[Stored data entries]
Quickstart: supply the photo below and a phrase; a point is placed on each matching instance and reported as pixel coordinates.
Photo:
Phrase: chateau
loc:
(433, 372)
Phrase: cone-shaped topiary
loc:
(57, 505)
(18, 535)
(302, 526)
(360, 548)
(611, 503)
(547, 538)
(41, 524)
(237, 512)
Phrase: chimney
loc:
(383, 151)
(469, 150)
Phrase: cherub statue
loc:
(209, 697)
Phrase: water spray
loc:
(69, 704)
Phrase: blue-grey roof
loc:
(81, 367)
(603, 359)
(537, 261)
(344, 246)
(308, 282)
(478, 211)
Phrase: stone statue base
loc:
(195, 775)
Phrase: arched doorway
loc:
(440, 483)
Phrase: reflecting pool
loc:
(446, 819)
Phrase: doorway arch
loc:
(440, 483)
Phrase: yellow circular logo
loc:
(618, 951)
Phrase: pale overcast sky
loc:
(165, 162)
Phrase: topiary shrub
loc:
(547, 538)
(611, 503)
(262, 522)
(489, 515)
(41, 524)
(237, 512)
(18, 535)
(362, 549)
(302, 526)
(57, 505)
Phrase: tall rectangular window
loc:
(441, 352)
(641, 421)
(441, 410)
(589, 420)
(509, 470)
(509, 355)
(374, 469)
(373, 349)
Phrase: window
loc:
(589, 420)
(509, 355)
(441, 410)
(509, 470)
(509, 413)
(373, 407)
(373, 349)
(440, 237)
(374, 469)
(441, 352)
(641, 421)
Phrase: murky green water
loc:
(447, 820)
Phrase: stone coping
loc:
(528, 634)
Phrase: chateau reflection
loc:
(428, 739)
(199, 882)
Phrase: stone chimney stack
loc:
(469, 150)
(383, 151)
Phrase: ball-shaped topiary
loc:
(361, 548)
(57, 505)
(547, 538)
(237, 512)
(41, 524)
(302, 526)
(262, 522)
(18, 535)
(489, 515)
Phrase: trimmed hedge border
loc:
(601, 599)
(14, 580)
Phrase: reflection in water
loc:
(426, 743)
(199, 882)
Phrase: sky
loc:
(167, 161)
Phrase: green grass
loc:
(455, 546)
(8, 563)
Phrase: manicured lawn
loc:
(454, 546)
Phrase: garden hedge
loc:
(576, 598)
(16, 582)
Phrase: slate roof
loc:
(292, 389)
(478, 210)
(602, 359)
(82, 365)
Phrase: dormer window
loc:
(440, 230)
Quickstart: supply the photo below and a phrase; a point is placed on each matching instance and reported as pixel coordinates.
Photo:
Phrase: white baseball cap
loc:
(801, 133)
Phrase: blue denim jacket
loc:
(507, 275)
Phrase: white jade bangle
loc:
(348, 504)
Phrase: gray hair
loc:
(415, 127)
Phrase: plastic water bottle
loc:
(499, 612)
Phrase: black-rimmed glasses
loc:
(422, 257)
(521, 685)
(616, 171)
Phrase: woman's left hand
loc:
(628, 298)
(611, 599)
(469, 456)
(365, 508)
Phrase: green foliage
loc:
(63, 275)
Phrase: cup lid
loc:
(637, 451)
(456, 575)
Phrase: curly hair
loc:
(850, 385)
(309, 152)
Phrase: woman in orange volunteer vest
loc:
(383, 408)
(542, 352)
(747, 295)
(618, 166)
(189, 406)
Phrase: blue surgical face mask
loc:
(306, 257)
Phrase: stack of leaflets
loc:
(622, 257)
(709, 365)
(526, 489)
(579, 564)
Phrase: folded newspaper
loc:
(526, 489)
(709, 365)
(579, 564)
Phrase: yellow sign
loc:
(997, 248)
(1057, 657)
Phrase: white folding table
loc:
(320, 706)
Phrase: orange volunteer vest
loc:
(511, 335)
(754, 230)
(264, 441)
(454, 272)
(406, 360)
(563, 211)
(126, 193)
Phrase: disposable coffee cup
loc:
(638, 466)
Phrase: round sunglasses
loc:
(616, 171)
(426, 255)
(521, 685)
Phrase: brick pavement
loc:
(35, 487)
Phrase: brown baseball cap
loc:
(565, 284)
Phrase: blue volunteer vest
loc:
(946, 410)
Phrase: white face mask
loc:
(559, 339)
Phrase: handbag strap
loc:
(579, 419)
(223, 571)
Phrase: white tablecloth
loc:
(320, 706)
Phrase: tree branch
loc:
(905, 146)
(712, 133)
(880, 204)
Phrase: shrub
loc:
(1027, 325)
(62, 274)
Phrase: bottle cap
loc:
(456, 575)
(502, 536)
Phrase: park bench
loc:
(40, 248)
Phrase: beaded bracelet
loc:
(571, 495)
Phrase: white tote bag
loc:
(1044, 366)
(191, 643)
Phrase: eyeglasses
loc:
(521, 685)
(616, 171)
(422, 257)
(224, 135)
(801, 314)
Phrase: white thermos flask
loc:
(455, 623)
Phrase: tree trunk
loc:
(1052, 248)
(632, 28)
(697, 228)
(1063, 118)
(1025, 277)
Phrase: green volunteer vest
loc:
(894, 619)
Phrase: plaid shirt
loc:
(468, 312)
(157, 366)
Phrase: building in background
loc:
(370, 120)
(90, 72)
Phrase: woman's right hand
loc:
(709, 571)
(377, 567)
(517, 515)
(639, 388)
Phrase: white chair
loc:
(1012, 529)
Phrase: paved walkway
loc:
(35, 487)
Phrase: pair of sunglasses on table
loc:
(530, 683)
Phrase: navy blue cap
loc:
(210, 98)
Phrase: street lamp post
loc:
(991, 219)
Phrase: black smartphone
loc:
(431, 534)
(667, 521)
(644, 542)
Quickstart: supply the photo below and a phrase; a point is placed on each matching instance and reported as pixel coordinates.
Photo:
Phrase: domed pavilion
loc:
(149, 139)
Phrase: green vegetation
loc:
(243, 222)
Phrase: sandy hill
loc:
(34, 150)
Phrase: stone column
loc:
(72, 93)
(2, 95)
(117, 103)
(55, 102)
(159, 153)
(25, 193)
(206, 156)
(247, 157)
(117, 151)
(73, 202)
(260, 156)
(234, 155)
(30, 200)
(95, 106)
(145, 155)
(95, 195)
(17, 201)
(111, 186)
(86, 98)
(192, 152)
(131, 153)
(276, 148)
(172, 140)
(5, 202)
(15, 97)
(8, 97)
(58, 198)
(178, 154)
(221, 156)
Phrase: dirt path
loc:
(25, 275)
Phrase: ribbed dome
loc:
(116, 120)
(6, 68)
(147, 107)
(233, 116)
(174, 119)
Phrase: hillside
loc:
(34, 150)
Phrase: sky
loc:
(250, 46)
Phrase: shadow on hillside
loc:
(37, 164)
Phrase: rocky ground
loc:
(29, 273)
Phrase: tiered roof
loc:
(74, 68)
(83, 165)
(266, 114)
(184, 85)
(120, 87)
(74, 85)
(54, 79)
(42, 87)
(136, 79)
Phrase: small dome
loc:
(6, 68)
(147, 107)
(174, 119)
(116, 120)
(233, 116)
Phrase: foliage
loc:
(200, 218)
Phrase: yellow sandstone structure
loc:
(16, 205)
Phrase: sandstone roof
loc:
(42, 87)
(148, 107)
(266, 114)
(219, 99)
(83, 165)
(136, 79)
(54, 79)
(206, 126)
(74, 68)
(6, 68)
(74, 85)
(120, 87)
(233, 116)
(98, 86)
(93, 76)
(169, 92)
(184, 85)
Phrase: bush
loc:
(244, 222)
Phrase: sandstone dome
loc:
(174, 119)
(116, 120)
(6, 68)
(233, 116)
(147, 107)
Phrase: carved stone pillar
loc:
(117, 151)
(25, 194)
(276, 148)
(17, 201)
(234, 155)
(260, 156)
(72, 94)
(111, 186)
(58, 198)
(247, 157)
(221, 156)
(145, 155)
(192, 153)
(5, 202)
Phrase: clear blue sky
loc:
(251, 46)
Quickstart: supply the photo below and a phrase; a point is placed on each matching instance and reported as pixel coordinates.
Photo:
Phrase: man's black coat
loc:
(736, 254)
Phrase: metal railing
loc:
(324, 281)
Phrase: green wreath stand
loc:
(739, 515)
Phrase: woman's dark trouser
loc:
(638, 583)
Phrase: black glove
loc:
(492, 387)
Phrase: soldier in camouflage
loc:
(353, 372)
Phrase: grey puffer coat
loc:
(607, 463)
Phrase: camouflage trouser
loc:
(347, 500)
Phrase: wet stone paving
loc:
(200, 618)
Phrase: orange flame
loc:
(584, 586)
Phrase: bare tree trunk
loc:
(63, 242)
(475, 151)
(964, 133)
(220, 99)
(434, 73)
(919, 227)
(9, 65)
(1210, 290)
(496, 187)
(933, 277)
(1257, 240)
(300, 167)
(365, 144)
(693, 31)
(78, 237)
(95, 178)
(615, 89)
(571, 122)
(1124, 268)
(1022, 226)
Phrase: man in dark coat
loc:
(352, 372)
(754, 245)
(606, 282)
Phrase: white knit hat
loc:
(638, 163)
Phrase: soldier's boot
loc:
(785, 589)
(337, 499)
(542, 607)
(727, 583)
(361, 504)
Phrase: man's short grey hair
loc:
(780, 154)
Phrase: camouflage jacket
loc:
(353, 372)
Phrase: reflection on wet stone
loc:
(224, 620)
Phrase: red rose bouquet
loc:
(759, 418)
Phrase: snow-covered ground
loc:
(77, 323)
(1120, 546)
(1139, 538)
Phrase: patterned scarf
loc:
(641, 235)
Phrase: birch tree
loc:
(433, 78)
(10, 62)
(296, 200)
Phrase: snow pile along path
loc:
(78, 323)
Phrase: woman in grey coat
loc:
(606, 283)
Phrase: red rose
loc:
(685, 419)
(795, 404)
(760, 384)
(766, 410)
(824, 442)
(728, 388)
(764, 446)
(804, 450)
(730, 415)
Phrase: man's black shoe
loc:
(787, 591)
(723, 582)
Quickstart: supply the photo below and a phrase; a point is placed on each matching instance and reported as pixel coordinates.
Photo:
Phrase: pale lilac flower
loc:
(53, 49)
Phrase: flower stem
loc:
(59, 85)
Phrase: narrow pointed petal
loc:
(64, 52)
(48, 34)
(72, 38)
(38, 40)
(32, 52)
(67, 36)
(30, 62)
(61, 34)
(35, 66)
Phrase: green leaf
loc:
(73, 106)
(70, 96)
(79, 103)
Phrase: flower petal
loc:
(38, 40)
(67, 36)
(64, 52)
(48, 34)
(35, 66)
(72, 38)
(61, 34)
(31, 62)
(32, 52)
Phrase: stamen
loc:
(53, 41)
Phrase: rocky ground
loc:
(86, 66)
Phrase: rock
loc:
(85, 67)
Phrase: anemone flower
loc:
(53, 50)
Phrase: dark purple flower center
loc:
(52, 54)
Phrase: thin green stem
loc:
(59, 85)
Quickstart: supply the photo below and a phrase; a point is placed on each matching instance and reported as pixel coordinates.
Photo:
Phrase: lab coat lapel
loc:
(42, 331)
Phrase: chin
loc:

» **EXERCISE AIM**:
The required answer is the run of lines above, starting at the line with "Phrase: white baseball cap" and ending at the line with "Phrase: woman in orange volunteer vest", reproduced exactly with both ends.

» **OUTPUT FOR THIS EXERCISE**:
Phrase: white baseball cap
loc:
(801, 133)
Phrase: blue denim jacket
loc:
(507, 275)
Phrase: white jade bangle
loc:
(348, 504)
Phrase: gray hair
loc:
(415, 127)
Phrase: plastic water bottle
loc:
(499, 612)
Phrase: black-rimmed glasses
loc:
(422, 257)
(521, 685)
(616, 171)
Phrase: woman's left hand
loc:
(628, 298)
(611, 599)
(469, 456)
(365, 508)
Phrase: green foliage
loc:
(63, 275)
Phrase: cup lid
loc:
(637, 451)
(456, 575)
Phrase: curly hair
loc:
(850, 385)
(309, 152)
Phrase: woman in orange volunteer vest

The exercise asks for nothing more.